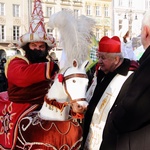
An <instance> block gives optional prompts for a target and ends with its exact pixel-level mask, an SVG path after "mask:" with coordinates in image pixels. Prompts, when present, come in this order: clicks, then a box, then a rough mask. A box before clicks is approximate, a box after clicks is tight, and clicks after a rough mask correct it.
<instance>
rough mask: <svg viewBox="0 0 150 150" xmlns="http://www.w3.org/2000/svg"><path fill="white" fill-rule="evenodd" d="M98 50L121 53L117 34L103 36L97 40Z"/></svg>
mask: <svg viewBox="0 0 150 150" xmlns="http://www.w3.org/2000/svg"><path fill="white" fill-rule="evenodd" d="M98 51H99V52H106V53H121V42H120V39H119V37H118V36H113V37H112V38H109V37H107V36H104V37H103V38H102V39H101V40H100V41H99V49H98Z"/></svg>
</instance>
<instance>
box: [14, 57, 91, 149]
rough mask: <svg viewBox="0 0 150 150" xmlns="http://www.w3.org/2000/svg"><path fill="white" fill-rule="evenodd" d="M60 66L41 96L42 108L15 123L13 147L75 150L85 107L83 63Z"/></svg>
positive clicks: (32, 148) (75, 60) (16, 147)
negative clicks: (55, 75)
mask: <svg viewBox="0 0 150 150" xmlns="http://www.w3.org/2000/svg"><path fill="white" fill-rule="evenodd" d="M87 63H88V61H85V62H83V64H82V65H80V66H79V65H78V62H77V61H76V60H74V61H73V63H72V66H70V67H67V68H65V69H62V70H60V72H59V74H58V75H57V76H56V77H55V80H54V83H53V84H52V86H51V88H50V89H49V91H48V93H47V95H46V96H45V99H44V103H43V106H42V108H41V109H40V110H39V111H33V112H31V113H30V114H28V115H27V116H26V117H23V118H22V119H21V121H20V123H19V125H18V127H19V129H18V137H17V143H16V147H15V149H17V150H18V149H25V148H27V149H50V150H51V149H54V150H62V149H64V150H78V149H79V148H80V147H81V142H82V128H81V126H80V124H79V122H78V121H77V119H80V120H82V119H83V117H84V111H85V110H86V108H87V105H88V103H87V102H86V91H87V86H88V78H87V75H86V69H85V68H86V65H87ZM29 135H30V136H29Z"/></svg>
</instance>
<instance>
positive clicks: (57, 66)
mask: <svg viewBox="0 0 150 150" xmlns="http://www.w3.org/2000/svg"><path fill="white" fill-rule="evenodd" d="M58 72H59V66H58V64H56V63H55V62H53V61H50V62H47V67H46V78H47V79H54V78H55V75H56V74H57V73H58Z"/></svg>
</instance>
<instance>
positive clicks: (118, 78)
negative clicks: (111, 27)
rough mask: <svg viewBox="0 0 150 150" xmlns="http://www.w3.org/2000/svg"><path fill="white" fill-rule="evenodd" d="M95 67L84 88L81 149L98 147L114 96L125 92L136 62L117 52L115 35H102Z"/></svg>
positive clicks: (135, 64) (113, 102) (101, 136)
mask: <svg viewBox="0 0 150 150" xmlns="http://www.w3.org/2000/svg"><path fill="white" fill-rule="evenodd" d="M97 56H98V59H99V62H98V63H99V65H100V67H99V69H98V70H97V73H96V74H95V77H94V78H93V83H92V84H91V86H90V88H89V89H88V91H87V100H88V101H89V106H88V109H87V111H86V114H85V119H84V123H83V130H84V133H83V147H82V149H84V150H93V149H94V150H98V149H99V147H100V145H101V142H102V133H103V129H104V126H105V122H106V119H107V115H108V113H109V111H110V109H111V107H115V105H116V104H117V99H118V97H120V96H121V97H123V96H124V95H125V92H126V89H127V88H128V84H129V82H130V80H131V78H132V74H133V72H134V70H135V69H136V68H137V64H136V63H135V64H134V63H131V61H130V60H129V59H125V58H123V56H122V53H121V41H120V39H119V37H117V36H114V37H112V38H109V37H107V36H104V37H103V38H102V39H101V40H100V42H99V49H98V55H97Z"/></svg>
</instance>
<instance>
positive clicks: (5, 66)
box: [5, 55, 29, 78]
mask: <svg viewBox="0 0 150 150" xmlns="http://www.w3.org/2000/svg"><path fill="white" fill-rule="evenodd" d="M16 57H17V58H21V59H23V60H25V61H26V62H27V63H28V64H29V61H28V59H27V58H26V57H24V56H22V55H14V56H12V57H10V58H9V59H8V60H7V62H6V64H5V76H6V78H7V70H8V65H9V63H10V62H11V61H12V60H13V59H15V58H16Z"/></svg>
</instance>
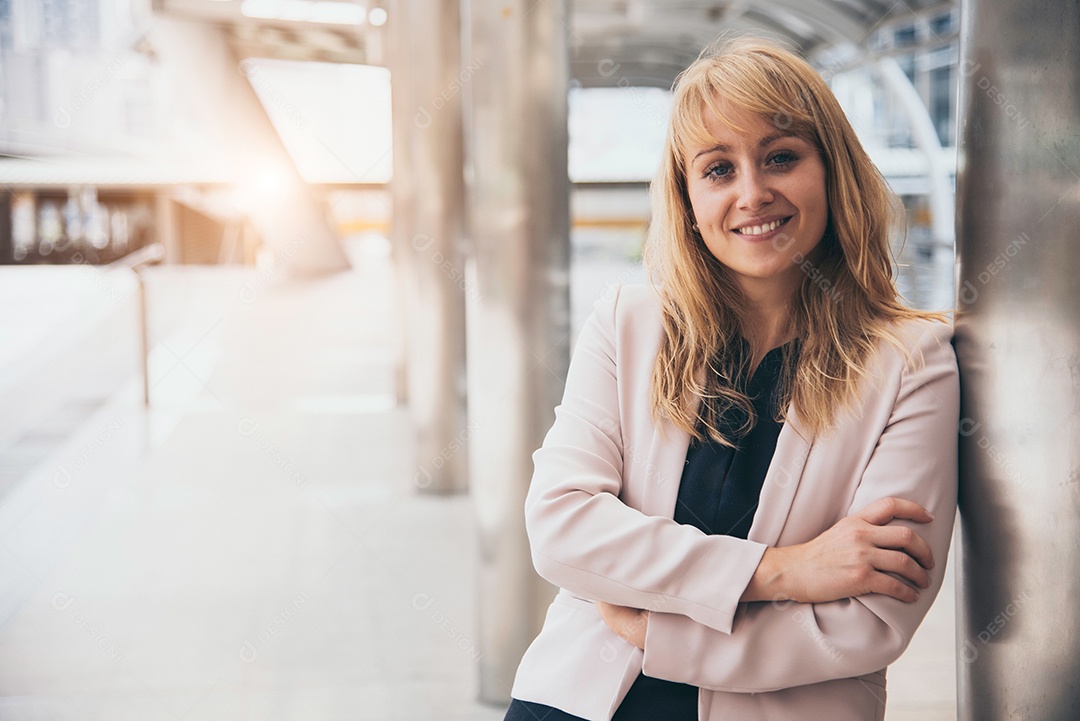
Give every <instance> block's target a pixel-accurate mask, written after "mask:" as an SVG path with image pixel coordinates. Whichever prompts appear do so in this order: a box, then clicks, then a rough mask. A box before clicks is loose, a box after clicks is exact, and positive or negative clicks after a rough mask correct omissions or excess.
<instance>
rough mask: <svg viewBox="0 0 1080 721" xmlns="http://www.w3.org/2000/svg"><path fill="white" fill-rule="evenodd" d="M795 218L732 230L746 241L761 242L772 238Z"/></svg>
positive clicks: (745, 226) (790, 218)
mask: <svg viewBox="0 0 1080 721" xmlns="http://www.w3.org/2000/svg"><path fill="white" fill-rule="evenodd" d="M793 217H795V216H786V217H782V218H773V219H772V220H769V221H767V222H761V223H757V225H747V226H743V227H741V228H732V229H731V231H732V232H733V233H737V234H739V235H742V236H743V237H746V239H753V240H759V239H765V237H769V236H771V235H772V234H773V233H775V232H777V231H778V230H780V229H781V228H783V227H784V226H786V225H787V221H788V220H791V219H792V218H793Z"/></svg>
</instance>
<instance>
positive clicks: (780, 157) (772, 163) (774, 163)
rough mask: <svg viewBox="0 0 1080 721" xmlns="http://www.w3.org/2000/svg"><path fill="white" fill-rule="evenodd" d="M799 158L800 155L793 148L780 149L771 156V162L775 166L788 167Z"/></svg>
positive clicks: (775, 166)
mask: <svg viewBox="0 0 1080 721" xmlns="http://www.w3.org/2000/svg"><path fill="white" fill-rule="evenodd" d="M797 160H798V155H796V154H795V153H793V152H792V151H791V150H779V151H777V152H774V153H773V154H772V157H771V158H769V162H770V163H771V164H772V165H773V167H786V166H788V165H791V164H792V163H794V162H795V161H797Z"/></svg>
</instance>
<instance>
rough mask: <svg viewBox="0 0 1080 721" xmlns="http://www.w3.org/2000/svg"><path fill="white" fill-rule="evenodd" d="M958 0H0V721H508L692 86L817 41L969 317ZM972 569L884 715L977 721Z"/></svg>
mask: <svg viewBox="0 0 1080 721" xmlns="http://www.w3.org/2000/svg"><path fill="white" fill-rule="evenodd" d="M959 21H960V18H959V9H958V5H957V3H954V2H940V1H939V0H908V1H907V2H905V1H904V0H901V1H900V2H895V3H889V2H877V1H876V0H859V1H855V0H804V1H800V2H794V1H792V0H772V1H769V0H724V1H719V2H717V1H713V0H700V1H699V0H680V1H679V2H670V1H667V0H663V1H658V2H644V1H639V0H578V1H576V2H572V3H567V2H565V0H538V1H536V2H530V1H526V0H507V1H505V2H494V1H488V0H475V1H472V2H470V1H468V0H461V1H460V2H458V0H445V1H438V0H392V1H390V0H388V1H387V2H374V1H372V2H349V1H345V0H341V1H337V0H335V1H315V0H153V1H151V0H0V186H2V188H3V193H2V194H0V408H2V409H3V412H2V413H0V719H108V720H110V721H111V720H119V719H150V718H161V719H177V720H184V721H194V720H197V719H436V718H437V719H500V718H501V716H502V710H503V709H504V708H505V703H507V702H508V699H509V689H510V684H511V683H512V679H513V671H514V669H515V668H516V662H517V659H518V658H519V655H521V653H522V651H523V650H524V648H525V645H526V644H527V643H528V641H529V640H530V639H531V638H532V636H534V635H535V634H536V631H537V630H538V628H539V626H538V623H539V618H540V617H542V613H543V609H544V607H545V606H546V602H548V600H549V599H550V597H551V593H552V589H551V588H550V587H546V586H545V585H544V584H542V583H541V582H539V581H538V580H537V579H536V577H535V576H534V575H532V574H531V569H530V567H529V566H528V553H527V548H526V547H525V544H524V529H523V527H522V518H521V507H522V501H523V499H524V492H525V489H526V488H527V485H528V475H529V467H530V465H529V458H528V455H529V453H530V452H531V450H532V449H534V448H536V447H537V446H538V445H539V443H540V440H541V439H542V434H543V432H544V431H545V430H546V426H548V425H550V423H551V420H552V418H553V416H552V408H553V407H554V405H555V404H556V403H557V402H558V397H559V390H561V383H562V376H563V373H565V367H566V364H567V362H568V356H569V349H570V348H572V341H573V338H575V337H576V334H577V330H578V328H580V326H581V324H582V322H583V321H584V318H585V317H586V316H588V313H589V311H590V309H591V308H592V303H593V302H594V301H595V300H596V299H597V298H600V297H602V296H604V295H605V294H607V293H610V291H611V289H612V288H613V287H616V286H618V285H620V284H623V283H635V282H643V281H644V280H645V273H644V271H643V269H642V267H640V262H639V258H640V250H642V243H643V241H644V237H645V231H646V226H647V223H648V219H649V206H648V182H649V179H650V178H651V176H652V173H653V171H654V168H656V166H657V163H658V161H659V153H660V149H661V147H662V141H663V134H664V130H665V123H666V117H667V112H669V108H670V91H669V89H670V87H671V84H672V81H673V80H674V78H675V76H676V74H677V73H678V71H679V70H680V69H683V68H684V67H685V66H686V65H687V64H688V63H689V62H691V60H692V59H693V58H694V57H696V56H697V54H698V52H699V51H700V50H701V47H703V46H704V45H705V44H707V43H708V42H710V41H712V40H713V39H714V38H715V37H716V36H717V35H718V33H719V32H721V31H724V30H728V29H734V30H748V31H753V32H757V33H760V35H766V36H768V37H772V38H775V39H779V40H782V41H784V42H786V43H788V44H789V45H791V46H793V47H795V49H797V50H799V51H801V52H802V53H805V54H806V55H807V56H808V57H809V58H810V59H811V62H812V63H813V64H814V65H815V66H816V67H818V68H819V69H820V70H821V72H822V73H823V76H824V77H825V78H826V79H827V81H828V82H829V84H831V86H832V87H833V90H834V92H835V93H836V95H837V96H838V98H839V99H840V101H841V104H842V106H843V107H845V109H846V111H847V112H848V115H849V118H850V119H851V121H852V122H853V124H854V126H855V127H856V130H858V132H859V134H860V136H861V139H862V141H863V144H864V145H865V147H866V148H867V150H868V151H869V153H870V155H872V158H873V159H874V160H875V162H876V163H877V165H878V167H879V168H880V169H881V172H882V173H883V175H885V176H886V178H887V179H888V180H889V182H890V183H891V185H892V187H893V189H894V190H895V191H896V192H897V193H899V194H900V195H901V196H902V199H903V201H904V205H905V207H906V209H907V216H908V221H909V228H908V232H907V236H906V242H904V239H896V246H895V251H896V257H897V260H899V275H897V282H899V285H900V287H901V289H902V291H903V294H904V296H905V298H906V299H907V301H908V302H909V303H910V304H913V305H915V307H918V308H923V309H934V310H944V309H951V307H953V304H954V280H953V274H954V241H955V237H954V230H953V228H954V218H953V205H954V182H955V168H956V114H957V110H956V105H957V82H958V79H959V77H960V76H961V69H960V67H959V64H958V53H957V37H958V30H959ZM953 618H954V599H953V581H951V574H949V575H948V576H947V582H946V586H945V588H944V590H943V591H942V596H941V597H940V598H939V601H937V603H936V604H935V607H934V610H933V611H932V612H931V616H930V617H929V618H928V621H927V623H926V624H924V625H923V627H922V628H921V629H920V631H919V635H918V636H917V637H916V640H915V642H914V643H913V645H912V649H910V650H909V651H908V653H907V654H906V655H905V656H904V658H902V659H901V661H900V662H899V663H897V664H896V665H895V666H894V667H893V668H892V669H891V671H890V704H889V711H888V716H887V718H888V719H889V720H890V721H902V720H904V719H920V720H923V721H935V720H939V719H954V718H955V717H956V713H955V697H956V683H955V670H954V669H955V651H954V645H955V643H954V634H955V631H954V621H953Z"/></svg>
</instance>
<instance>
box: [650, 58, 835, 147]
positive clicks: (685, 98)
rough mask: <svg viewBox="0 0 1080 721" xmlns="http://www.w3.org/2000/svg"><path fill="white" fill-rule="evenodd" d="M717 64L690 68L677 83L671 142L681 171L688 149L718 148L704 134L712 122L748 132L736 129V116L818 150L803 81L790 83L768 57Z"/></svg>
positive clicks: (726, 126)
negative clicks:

What this task involves — Show each line of the listing that holds the string "block".

Expected output —
An <instance> block gives optional prompts for a target and ends with its exact pixel-level mask, an SVG path after "mask:" with coordinates in image pixels. Prompts, when present, come in this order: clicks, then a box, then a rough mask. A box before clicks is approximate, a box after clicks is tight, and clicks after a rough mask correct it.
Give every <instance> block's target a pixel-accurate mask, written after "mask:" as an SVG path with image pixel coordinates. Whichever prompts appear do so in this order: a box, then clicks, then a rough mask. A box before clicks is loose, a box after clicks is exact, and positive or negative clicks after a rough mask correct omissions or excess.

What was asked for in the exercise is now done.